EXCERPTED PASSAGE:
Some people are naturally better at communicating than others and some more experienced. If we are good at talking, however, we shouldn’t be fooled into believing that we are good at communicating.  Likewise, if we happen to be quiet, that doesn’t mean we are bad communicators.

Everything we do in life, and at work, communicates a message to others. And in a leadership role, it is important to make sure we are communicating the right message. Effective communication is therefore one of the most important leadership skills.

Most of us have probably heard this saying:

“It’s not what we say but how we say it.”  

This can be true; as effective communicators, however, we should understand that:

“It is what we say and how, when, where and why we say it.”  

What, how, when, where and why we communicate is the difference between negative and positive interactions, situations, outcomes and relationships. It can be the key difference between being a poor leader and an exceptional leader.

Having the skills to communicate effectively is one of the keys to leading people effectively.

THE PROBLEM:
What does the passage on leadership communication call one of the most important leadership skills? The records come from a separate source.

ROWS:
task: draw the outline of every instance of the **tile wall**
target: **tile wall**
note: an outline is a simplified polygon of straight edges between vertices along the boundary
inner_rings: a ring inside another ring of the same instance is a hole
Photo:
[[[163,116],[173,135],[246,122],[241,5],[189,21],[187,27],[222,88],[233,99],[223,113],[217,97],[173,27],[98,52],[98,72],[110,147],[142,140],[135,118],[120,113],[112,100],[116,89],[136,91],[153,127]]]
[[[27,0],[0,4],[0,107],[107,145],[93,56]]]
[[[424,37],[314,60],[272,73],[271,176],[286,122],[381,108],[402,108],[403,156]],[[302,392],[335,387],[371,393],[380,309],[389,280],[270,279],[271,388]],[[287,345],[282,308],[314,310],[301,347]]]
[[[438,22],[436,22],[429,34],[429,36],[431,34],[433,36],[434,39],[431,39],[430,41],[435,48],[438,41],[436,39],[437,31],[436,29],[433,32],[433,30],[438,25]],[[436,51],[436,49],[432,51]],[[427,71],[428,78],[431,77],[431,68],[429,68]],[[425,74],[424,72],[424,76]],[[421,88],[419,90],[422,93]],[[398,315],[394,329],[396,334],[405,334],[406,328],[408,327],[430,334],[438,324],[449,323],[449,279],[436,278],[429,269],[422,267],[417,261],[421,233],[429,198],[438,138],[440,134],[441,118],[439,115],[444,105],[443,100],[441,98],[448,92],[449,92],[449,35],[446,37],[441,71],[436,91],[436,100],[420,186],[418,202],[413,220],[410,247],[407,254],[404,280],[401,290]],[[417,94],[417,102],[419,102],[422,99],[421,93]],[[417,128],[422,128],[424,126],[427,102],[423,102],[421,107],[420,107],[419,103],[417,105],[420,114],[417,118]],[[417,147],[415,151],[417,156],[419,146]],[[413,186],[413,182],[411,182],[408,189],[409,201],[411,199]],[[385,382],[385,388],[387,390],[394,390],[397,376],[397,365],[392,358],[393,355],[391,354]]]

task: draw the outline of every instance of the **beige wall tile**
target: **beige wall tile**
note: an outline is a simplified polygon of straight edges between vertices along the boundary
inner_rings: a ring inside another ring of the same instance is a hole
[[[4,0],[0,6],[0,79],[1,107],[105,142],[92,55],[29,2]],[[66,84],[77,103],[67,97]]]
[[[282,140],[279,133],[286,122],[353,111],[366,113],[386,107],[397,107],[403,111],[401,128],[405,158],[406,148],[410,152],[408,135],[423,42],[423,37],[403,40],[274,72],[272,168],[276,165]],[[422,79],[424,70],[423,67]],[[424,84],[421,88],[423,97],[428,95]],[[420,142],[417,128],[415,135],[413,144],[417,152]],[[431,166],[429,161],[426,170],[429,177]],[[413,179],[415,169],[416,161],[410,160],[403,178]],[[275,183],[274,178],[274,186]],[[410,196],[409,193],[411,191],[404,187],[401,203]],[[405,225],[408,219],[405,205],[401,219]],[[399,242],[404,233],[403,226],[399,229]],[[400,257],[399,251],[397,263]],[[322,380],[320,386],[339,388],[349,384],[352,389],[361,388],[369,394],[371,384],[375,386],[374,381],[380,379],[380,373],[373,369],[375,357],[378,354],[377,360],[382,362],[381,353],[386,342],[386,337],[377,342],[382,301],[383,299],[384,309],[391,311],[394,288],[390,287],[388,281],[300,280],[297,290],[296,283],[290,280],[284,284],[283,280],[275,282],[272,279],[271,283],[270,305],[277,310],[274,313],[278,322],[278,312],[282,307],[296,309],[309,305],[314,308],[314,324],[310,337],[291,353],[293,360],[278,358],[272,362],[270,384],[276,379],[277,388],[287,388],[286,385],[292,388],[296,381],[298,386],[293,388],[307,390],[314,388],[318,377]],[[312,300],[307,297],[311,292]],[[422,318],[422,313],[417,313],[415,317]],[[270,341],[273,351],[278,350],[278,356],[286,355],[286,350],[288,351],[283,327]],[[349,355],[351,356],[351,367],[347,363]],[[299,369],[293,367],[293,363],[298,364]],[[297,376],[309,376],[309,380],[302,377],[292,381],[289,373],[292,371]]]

TASK RESULT:
Effective communication.